The problem:
Report every line in the entries below that contains the string "road". Letter case counts.

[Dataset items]
#####

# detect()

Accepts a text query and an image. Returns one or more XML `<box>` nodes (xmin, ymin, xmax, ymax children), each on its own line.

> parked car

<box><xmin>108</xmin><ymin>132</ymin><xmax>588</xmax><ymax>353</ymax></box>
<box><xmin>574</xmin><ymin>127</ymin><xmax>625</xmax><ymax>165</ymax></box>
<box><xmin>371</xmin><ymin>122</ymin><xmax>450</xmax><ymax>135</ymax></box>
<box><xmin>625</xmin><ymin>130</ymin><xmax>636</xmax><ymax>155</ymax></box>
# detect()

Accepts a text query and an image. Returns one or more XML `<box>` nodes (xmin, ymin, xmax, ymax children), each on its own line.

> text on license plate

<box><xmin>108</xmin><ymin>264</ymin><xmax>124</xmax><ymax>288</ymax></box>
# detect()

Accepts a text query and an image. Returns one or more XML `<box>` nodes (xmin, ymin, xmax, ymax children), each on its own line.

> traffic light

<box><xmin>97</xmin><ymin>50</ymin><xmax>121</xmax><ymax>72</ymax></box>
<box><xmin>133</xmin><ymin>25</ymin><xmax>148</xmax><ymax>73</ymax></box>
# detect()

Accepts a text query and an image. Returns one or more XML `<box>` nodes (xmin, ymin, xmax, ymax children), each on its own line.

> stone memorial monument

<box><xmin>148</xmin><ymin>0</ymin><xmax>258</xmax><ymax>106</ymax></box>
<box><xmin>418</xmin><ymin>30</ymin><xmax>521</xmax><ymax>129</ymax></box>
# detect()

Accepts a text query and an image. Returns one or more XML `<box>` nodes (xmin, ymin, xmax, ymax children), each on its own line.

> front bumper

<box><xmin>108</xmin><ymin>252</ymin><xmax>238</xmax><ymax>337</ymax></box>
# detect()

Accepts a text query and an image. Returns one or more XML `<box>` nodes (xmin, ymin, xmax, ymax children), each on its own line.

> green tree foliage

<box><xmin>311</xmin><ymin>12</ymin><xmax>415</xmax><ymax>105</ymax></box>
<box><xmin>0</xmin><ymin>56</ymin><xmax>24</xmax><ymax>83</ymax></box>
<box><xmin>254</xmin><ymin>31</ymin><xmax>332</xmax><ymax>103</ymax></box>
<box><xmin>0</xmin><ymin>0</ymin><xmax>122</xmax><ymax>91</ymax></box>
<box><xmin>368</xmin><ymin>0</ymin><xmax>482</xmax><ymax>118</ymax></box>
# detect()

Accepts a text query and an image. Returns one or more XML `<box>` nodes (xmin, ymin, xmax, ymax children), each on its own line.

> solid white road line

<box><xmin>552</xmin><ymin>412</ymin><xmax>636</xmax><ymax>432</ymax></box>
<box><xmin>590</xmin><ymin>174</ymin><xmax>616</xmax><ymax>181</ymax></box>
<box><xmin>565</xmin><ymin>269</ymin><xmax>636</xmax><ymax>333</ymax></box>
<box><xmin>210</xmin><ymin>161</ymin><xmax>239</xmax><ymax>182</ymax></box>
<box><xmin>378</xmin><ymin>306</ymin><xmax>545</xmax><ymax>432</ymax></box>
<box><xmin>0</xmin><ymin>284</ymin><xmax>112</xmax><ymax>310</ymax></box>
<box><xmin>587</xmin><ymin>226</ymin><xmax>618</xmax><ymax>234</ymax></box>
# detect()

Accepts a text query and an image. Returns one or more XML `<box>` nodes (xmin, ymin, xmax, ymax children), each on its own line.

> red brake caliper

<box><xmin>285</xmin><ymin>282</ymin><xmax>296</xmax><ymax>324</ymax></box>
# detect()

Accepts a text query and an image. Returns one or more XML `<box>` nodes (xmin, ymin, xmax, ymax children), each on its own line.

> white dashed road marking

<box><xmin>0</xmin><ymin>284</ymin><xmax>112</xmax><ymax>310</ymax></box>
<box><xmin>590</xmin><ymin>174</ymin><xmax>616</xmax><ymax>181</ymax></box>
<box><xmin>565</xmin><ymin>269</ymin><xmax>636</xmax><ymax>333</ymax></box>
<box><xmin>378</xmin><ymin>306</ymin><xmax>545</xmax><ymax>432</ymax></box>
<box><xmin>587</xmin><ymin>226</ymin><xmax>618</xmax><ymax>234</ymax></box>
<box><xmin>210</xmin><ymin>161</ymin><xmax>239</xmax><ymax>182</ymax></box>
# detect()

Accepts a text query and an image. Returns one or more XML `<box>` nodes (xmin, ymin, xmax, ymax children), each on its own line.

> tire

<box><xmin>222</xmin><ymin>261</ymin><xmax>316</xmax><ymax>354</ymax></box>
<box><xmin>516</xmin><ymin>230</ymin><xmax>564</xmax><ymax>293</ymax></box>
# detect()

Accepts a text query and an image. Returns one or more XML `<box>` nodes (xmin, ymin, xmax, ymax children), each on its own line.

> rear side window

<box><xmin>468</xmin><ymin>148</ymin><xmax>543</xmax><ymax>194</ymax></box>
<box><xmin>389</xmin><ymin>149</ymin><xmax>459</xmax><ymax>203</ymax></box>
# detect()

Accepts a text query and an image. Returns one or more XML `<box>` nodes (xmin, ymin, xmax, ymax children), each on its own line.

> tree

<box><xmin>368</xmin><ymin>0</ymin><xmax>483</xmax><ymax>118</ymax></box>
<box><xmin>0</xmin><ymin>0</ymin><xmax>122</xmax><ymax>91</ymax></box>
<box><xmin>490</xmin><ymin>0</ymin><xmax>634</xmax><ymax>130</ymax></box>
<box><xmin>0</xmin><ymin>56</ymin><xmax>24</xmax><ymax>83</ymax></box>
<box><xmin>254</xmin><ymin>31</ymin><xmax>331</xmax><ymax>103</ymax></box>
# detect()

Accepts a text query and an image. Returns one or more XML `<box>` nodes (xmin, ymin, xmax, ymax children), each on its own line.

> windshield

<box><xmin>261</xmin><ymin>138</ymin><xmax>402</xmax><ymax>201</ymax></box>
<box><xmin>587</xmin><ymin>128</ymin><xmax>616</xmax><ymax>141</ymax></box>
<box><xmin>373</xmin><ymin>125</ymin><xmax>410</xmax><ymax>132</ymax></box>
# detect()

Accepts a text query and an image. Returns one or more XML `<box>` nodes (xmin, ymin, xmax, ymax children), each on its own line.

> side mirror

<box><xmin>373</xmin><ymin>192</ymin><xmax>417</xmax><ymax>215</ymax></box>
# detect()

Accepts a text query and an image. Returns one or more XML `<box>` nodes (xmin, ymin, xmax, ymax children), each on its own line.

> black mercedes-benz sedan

#####

Result of the task:
> solid white road line
> white dashed road marking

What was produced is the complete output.